◆ What you will do: Each entry needs to be retyped exactly.
- - - -
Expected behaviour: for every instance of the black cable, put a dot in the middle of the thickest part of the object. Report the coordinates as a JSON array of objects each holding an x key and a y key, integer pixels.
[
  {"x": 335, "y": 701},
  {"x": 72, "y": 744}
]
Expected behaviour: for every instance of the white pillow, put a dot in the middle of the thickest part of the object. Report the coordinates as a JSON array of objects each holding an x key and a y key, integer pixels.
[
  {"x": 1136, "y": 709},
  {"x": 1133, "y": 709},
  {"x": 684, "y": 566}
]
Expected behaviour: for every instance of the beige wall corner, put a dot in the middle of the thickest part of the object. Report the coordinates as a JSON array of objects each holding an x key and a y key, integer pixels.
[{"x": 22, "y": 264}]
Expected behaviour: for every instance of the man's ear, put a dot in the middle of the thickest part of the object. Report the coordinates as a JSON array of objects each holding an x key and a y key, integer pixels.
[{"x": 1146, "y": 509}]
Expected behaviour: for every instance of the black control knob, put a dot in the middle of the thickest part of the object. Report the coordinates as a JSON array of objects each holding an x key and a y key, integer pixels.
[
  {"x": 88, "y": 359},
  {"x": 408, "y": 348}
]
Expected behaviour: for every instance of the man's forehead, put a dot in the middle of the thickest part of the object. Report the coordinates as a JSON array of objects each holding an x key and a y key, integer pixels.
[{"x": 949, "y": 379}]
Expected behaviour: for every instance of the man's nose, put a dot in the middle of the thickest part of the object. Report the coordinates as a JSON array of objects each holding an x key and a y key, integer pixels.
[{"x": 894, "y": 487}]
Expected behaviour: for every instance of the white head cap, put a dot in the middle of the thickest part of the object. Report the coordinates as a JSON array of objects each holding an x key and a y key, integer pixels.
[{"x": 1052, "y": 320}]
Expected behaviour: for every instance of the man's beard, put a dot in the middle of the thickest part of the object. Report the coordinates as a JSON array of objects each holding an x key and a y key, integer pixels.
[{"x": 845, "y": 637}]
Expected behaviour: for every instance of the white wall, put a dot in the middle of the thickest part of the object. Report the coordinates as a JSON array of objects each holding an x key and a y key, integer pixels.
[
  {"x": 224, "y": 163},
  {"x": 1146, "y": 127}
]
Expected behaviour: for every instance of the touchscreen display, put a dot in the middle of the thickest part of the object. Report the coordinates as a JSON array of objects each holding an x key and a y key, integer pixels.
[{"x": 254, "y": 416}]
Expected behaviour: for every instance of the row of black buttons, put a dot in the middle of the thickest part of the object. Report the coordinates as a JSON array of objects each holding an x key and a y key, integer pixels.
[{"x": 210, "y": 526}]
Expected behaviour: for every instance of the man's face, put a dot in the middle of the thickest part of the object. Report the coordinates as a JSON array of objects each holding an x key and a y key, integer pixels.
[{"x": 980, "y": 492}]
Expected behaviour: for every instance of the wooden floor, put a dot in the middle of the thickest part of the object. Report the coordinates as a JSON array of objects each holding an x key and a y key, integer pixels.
- - - -
◆ Exercise solution:
Expected behaviour: for every instance of the black cable, put a dot in the middle of the thickest part of the object. Report the coordinates as a JSON array of objects each holding an x key and a y key, integer pixels.
[
  {"x": 335, "y": 701},
  {"x": 72, "y": 744}
]
Expected behaviour: for every instance of the white pillow, put a dot in the middle of the thickest part of the object. Report the coordinates as a JSON array of objects each holding an x key and a y key, integer pixels.
[
  {"x": 1136, "y": 709},
  {"x": 1133, "y": 709},
  {"x": 684, "y": 566}
]
Expected behaviour: for every instance of the beige wall corner, put a dot in the middle of the thickest part of the object. Report the coordinates as a JSON array of objects each holding an x key and a y key, integer pixels.
[{"x": 22, "y": 264}]
Expected behaviour: for every instance of the man's ear, put a dot in the middle of the thickest part of the object. Report the coordinates as a JSON array of objects each holding an x key and a y key, integer pixels.
[{"x": 1146, "y": 509}]
Expected behaviour: for every instance of the black control knob, put a dot in the middle of the thickest part of the object. Report the coordinates as a JSON array of objects each holding an x key and a y key, integer pixels.
[
  {"x": 88, "y": 359},
  {"x": 408, "y": 348}
]
Expected behaviour: for every instance of the man's forehead, put a dot in the middle of the thickest part of the object. Report the coordinates as a JSON array of objects each holding an x key and a y key, integer pixels.
[{"x": 949, "y": 379}]
Expected behaviour: for every instance of the man's nose, put a dot in the middle of the thickest part of the object. Report the coordinates as a JSON array of objects each holding an x key and a y key, integer pixels.
[{"x": 894, "y": 487}]
Expected behaviour: for every instance of the white head cap, put a dot in the middle of the thickest part of the object. Report the coordinates as a JSON array of objects each holding an x key and a y key, integer pixels.
[{"x": 1052, "y": 320}]
Expected behaviour: for every instance of the man's beard, put a dot in the middle of the thickest part of the object. Report the coordinates as a JSON array of objects each holding an x key and a y key, integer pixels.
[{"x": 845, "y": 637}]
Expected behaviour: for every instance of the white wall, put a dot in the middle of the thickest part of the object. Report the coordinates as a JSON array of objects each holding an x key and a y key, integer pixels.
[
  {"x": 224, "y": 163},
  {"x": 1146, "y": 127}
]
Expected behaviour: for every instance of the touchscreen display, put a dot in the middle of the thickest part of the object. Report the coordinates as a JSON array of objects each holding an x key and a y key, integer pixels.
[{"x": 254, "y": 416}]
Expected behaviour: for every instance of the row of black buttons, put a dot in the middle of the thickest part of the object. Report the coordinates as a JSON array of objects each holding an x key and a y key, integer pixels.
[{"x": 210, "y": 526}]
Expected behaviour: for every instance of the man's face, put a dot in the middle of the thickest part of the object. Report the coordinates as a JSON array of objects each holding an x key and a y key, integer pixels.
[{"x": 980, "y": 492}]
Expected behaviour: for every instance of the wooden floor, put a dot in the middle of the thickest part of the object. Report the coordinates as a JSON array of objects each holding an x key and a y key, integer pixels.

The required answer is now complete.